PASSAGE FOR REVIEW:
It is true that humans can know a lot about their dogs, and dogs about their humans, and that some of us make each other up – and the same presumably goes for other animals with whom humans live in close community. Goose tells me when she’s hungry or wants to go for a walk, when she is happy, bored or worried, when her ball has rolled under the sofa, when she is wary of another dog, when she is convinced that the vacuum cleaner is trying to kill me, when she wants to turn around and go home, when she wants to be swept up and held and have her ears kissed. I read without effort the difference between her whimpers of pain and whimpers of petulant complaint. She knows when I want to play and (though she doesn’t always care) when I need to work, when I’m angry, when I’m sick, when I’m sad. If I accidentally step on her paw or her tail she is upset for a flash until I apologise, at which point we hug, my nose is licked, and all is forgiven.
There are many humans I find more opaque than this. What’s more, the idea that it is impossible to know what non-human animals are feeling or thinking can serve as cover for their exploitation, domination and extermination. Do we really know nothing of how animals, even animals as physiologically different from us as lizards or bats, feel about the burning of their forests, the melting of their ice floes, the contamination of their water? Or is it that we do know, and simply fear what acknowledging it would mean?

TASKS TO CARRY OUT:
a – In the passage on how well we know animals, swap "lizards or bats" for "snakes or moles" and write out the part that begins at the words "There are many" and stops after "it would mean?".
b – Please pick up the passage on how well we know animals after its final sentence and carry it forward.
The data after this is not needed.

THE DATA:

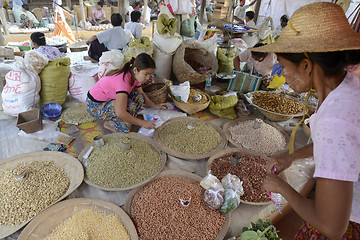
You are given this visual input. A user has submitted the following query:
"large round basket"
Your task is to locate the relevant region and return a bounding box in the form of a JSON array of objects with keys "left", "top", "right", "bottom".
[
  {"left": 244, "top": 91, "right": 305, "bottom": 122},
  {"left": 206, "top": 148, "right": 285, "bottom": 206},
  {"left": 124, "top": 170, "right": 231, "bottom": 240},
  {"left": 169, "top": 88, "right": 210, "bottom": 115},
  {"left": 223, "top": 117, "right": 290, "bottom": 156},
  {"left": 0, "top": 151, "right": 84, "bottom": 239},
  {"left": 153, "top": 117, "right": 227, "bottom": 160},
  {"left": 18, "top": 198, "right": 139, "bottom": 240},
  {"left": 78, "top": 133, "right": 167, "bottom": 191},
  {"left": 143, "top": 80, "right": 172, "bottom": 104}
]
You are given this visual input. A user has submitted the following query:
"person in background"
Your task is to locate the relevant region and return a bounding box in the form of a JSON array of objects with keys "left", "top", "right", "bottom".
[
  {"left": 30, "top": 32, "right": 63, "bottom": 60},
  {"left": 272, "top": 15, "right": 289, "bottom": 39},
  {"left": 234, "top": 43, "right": 277, "bottom": 76},
  {"left": 253, "top": 2, "right": 360, "bottom": 240},
  {"left": 234, "top": 0, "right": 256, "bottom": 24},
  {"left": 84, "top": 13, "right": 131, "bottom": 62},
  {"left": 125, "top": 10, "right": 143, "bottom": 39},
  {"left": 90, "top": 2, "right": 110, "bottom": 26},
  {"left": 86, "top": 53, "right": 167, "bottom": 133},
  {"left": 20, "top": 4, "right": 40, "bottom": 28}
]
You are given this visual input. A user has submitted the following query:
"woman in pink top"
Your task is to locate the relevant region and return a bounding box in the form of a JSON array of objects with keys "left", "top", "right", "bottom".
[
  {"left": 253, "top": 2, "right": 360, "bottom": 240},
  {"left": 86, "top": 53, "right": 167, "bottom": 133}
]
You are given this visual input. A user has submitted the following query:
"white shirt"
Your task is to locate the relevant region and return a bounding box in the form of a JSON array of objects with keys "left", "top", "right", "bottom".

PER-TASK OUTPUTS:
a –
There are many humans I find more opaque than this. What’s more, the idea that it is impossible to know what non-human animals are feeling or thinking can serve as cover for their exploitation, domination and extermination. Do we really know nothing of how animals, even animals as physiologically different from us as snakes or moles, feel about the burning of their forests, the melting of their ice floes, the contamination of their water? Or is it that we do know, and simply fear what acknowledging it would mean?

b –
In sex of all things, where humans so often misconstrue what other humans want, where the temptation to project our fantasies and images onto the other is always pressing, where coercion and control figure all too easily – can we ever trust ourselves to know, really know, what an animal wants? Perhaps one day there will be members of the animal species Homo sapiens who are able to have sex with other animal species in a way that has nothing to do with the will to dominate, fetishise or transgress. If so, I think, those people would be of our species, but not of our kind.
One thing I am undecided about is whether it was right to get Goose spayed. I have little doubt that, like most creatures, she has within her the instinct for reproduction. But I also know that Goose, like any human, is more than a bundle of instincts, that she has a sense of the good life that extends beyond the mere satisfaction of urges. When she is finally let out after a spell of confinement – for example, after finishing her first season, when she had to be kept on the lead in case any ‘entire’ male dog ‘got to’ her – she doesn’t simply romp or run: she dances. What Goose loves most of all, I sense, is the feeling of freedom. Spaying her means, I hope, that her body will remain hers, that she will not have to repurpose it, weigh it down, for anyone else. After all, Goose is no more a creature of nature than I am.